Data records =
***

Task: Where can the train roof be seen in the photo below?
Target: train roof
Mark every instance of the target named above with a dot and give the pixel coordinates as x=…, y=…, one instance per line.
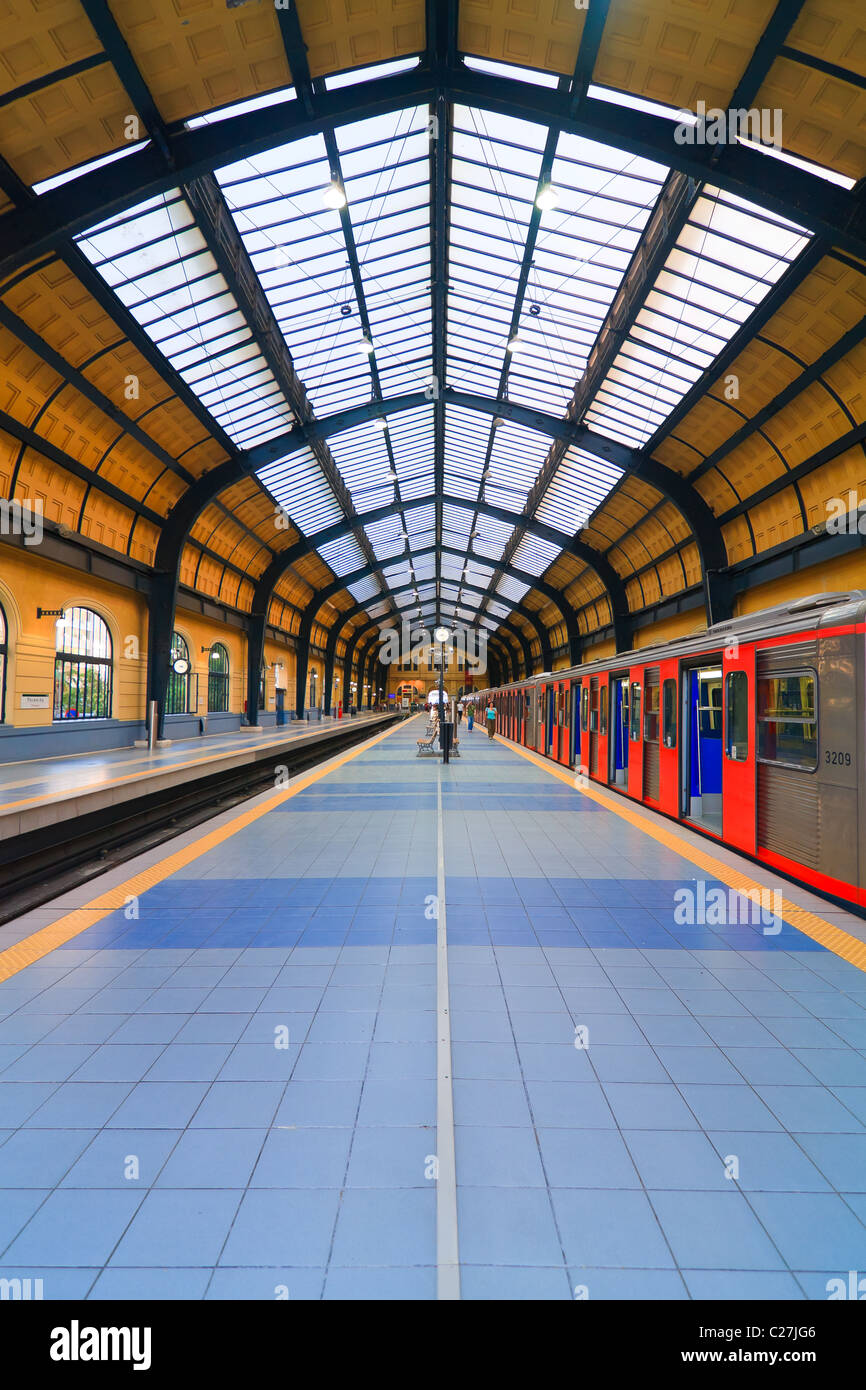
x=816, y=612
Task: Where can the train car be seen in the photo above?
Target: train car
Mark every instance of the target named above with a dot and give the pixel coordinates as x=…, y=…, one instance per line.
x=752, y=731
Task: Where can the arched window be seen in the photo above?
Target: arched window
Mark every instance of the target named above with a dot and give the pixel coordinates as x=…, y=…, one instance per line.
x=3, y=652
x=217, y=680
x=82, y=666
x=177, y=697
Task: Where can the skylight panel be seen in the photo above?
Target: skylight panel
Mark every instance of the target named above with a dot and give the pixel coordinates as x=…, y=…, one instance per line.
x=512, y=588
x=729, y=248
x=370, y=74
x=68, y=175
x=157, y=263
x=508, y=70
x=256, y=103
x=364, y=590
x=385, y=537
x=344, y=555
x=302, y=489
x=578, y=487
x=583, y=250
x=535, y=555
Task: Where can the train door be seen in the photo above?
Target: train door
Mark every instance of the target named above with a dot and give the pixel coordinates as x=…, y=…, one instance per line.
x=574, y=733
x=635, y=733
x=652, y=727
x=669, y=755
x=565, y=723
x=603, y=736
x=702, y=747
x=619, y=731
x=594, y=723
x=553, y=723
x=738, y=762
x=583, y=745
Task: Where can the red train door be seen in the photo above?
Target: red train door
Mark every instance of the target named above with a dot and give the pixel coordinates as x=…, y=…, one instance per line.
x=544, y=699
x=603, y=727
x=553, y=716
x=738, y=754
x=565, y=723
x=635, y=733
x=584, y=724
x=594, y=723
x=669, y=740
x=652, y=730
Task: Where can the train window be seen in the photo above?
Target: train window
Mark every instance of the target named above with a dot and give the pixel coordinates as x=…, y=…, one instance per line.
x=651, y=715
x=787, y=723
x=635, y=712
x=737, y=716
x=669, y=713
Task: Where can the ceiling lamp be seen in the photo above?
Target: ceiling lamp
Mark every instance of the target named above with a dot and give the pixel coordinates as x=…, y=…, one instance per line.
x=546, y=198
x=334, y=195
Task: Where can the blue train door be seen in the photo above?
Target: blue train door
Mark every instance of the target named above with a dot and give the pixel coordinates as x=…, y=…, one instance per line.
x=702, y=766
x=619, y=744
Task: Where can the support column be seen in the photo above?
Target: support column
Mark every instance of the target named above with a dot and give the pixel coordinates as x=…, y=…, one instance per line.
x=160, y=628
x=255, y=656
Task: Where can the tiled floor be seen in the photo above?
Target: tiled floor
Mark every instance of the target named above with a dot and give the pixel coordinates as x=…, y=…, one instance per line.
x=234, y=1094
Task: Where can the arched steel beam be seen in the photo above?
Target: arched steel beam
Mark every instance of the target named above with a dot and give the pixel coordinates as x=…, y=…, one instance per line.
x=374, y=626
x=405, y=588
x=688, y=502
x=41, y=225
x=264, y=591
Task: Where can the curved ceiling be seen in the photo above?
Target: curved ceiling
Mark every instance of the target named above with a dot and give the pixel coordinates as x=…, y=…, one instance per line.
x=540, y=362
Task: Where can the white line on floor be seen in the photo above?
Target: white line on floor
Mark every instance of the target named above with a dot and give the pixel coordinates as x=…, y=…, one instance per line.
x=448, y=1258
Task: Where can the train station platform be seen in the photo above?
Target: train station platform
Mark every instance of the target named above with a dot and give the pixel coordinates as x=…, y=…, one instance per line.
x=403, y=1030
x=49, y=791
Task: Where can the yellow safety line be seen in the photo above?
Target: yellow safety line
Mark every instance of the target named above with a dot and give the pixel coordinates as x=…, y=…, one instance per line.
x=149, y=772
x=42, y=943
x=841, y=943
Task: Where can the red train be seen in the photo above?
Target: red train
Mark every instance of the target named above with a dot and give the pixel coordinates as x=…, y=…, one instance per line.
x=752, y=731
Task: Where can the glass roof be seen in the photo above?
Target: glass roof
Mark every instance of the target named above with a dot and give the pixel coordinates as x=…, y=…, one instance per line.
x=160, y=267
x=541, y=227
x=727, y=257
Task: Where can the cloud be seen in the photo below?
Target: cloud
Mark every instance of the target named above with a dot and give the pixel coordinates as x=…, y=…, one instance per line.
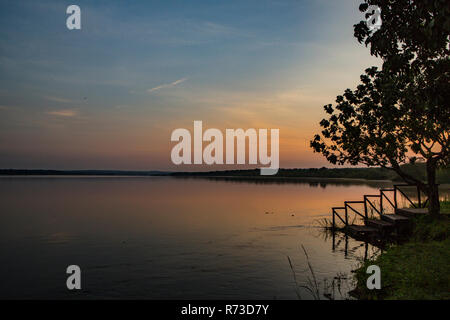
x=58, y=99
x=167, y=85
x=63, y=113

***

Problem = Extract every line of the data records above word for word, leaving the pictures out of your answer.

Correct output =
Task: Where can the train roof be seen in the photo below?
Target: train roof
Mark every instance of the target named above with a dot and give the pixel coordinates as x=…, y=…, one instance per line.
x=816, y=612
Task: Where can the train car be seen in the photo above?
Target: train car
Mark every instance of the target named above with a dot and give the pixel coordinates as x=…, y=…, one instance per line.
x=752, y=731
Task: Where can the arched window be seen in the photo above?
Target: arched window
Mark every instance of the target named above with a dot and give the pixel coordinates as x=…, y=…, one instance per line.
x=3, y=652
x=217, y=680
x=82, y=666
x=177, y=697
Task: Where can the skylight panel be seen in the photo above?
Target: skylight panel
Mark every instance of the target named above with a dot and give the pixel coordinates as x=…, y=…, one instance per line.
x=512, y=588
x=729, y=248
x=370, y=74
x=68, y=175
x=157, y=263
x=508, y=70
x=256, y=103
x=364, y=590
x=385, y=537
x=344, y=555
x=302, y=489
x=578, y=487
x=583, y=250
x=535, y=555
Task: Where can the train door be seen in the photo above?
Target: train door
Mark every instance of the target named above with a dot and give the pixel coordinates as x=…, y=…, one instance per line.
x=574, y=733
x=635, y=733
x=652, y=727
x=669, y=755
x=565, y=723
x=603, y=736
x=702, y=747
x=619, y=731
x=594, y=723
x=553, y=723
x=738, y=762
x=583, y=745
Task: Where can the red train door be seen in the photo above?
Target: red train door
Mark every instance of the target named above with a dot and give the pixel coordinates as x=…, y=…, one instance per line.
x=544, y=699
x=603, y=727
x=553, y=716
x=738, y=754
x=565, y=723
x=635, y=733
x=584, y=724
x=594, y=723
x=669, y=740
x=652, y=730
Task: Where can the train window be seen in the photo above?
Target: train window
Mark every instance of the target named above with a dot and give the pixel coordinates as x=…, y=…, one instance per line.
x=651, y=715
x=787, y=723
x=635, y=712
x=737, y=716
x=669, y=713
Task: Where can the ceiling lamp be seen in the photo above?
Target: ceiling lamp
Mark every instance of the target named above with a dot and give the pixel coordinates as x=…, y=…, one instance per line.
x=546, y=198
x=334, y=195
Task: Where can the blue train door be seen in the photo above?
Target: blue train door
Mark every instance of the target named above with a dot and give the pixel coordinates as x=…, y=…, one instance per line.
x=702, y=766
x=619, y=744
Task: Where can the support column be seen in the photo above?
Target: support column
Mark every instance of the target named above with a dot and give the pixel coordinates as x=…, y=…, one instance per line.
x=160, y=628
x=255, y=656
Task: Where can the tiled floor be seen in the photo above?
Target: tiled floor
Mark every instance of the target named above with a dot and give the pixel coordinates as x=…, y=…, one instance per line.
x=234, y=1094
Task: Where can the arched steel beam be seen in the photo above?
Target: arched steel beam
Mark every instance of the target named above with a dot and give the pixel coordinates as x=…, y=…, one instance per line.
x=374, y=626
x=405, y=588
x=688, y=502
x=41, y=225
x=264, y=591
Task: Where can the curved ceiling be seen in the photo above?
Target: curved ceiling
Mark every instance of the target named above with a dot and give the pixel coordinates as x=…, y=…, one instance per line.
x=540, y=362
Task: Where can the white line on floor be seen in the photo above?
Target: white line on floor
Mark every instance of the target named above with a dot and give the pixel coordinates as x=…, y=…, one instance per line.
x=448, y=1258
Task: Where can the train station platform be seen in the photo above?
Target: train station platform
Mark every instance of the target named above with a dot and give the pixel coordinates as x=…, y=…, one instance per line.
x=403, y=1030
x=49, y=791
Task: Where can the yellow safety line be seen in the photo above?
Target: yellow safety line
Mark every instance of the target named above with a dot and give the pixel coordinates as x=…, y=…, one instance per line.
x=149, y=772
x=42, y=943
x=841, y=943
Task: Where can the red train be seen in the photo above?
Target: red train
Mark every instance of the target named above with a dot and give the pixel coordinates as x=…, y=…, one instance per line.
x=752, y=731
Task: Where can the glass roof be seen in the photo above?
Target: glass roof
Mark every instance of the target named above with a dot and give the pixel coordinates as x=…, y=…, one instance per line.
x=160, y=267
x=541, y=227
x=727, y=257
Task: Where can the cloud be seen in the photo below?
Target: cloud
Mark every instance of the target named above with a dot and give the pixel coordinates as x=…, y=…, one instance per line.
x=58, y=99
x=167, y=85
x=63, y=113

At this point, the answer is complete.